Assigned task: Whenever the word "black" turns up in a line of the data below, copy that line.

Data shown:
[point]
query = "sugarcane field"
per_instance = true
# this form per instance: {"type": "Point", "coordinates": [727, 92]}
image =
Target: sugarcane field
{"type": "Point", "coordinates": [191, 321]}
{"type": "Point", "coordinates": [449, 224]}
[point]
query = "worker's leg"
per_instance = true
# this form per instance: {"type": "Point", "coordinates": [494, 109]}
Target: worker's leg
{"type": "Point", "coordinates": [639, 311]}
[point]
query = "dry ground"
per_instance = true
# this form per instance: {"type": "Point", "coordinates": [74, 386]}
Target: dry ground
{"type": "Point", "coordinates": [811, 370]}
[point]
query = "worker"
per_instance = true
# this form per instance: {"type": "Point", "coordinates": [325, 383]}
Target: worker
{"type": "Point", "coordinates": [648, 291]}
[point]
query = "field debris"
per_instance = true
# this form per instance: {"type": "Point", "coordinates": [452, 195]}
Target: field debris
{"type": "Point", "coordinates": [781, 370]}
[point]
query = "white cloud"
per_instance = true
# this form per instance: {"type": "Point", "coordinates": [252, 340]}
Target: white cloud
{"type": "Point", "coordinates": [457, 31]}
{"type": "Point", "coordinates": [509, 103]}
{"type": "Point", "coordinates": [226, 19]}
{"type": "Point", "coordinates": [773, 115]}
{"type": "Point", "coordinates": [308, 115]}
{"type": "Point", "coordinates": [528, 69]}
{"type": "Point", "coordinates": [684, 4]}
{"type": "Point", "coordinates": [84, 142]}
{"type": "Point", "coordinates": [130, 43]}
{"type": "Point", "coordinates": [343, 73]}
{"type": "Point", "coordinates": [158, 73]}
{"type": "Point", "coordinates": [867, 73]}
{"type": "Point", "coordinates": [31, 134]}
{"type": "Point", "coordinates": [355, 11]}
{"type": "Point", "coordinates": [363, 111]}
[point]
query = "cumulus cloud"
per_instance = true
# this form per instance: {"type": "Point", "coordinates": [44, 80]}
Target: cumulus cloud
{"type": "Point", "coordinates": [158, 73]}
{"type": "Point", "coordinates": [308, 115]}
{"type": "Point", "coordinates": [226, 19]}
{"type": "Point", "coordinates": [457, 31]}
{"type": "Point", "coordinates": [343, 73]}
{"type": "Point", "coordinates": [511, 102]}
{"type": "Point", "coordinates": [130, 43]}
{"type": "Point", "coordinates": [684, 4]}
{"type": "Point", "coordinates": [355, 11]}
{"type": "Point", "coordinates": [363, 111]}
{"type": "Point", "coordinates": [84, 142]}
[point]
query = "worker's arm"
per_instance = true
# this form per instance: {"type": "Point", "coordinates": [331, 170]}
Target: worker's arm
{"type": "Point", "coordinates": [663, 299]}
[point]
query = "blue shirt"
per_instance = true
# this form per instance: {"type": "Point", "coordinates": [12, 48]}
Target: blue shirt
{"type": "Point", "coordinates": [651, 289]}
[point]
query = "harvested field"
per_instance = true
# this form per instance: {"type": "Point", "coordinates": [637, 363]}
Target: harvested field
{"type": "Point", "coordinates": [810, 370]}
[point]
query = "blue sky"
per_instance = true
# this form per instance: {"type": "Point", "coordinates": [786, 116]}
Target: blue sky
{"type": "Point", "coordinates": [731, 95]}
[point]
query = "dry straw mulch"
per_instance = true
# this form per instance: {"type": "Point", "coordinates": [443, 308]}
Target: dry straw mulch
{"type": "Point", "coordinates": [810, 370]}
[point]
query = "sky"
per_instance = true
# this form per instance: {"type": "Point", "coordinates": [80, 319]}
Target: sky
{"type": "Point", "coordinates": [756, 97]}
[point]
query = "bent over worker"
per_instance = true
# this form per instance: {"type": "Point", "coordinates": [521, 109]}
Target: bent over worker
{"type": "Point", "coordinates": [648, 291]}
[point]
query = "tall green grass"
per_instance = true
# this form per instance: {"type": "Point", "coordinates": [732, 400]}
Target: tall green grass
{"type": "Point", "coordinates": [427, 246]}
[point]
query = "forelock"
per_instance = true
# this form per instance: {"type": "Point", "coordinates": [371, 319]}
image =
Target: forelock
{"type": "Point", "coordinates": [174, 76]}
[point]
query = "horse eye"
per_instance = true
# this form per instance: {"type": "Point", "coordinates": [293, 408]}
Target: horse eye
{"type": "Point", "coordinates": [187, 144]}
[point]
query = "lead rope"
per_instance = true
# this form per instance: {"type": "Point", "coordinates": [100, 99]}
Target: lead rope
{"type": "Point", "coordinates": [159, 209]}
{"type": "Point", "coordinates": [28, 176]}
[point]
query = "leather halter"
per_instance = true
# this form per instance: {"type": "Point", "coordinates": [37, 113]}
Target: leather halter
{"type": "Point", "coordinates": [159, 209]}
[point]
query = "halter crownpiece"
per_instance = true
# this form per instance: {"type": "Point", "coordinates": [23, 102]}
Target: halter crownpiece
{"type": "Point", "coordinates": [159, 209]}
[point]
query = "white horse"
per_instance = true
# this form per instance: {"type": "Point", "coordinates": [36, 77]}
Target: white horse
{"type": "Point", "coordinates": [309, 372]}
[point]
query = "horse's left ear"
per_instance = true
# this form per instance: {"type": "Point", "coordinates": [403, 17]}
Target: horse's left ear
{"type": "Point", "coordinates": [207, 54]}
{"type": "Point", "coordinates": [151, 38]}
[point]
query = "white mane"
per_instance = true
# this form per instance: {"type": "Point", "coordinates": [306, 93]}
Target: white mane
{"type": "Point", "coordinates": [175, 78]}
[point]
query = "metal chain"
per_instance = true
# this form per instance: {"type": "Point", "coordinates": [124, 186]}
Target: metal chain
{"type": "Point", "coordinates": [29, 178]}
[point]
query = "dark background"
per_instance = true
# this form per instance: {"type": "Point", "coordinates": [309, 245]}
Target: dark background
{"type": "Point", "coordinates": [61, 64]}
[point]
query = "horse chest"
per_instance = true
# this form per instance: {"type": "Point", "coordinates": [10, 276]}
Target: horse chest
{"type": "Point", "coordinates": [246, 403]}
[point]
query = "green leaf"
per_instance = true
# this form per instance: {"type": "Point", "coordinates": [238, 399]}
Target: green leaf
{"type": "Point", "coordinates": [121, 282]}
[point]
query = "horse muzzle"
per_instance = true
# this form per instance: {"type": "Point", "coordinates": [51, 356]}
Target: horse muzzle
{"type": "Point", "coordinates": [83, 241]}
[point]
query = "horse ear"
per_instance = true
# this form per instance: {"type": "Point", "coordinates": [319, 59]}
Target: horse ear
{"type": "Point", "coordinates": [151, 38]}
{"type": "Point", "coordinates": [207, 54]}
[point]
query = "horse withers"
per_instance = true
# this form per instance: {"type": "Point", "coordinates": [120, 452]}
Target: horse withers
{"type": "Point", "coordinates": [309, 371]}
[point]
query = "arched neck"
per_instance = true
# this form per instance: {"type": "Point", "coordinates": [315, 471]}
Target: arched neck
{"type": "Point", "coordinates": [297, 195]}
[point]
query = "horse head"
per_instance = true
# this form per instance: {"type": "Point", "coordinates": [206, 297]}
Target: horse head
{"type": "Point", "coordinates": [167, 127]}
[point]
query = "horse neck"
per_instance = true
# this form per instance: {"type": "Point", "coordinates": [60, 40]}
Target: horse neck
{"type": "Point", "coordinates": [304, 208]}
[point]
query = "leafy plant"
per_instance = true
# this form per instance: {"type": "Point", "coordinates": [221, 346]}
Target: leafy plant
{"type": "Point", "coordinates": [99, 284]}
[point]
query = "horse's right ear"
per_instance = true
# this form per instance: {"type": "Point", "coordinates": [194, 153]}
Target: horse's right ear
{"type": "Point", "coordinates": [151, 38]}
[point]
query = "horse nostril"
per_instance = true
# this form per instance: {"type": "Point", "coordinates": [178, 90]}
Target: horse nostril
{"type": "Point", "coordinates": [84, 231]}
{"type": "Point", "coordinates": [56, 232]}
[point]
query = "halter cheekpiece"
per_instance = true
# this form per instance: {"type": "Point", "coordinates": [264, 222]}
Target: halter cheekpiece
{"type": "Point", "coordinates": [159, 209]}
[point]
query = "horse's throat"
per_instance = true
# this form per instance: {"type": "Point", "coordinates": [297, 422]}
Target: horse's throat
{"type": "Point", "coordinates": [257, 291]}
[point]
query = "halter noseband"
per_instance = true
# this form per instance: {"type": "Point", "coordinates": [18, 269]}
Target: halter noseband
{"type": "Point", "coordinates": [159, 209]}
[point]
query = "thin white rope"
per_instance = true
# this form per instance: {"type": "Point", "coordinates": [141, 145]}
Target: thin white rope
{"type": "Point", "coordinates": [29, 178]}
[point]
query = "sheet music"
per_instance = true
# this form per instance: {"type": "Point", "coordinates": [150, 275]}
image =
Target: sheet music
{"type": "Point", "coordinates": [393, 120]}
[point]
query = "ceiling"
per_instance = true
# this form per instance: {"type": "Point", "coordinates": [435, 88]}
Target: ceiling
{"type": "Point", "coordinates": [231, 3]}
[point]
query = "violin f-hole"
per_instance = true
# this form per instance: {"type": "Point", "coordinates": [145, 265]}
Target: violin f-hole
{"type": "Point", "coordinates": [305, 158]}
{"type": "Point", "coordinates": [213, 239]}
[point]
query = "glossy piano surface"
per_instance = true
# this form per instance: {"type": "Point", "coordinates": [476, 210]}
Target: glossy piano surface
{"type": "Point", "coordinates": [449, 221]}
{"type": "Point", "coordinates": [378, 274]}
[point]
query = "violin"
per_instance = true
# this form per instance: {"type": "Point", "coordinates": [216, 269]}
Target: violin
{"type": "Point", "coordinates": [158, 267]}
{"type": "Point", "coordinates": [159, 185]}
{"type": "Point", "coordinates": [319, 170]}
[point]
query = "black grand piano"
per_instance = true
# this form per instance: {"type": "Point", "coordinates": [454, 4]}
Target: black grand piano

Worked solution:
query = "black grand piano"
Target: black grand piano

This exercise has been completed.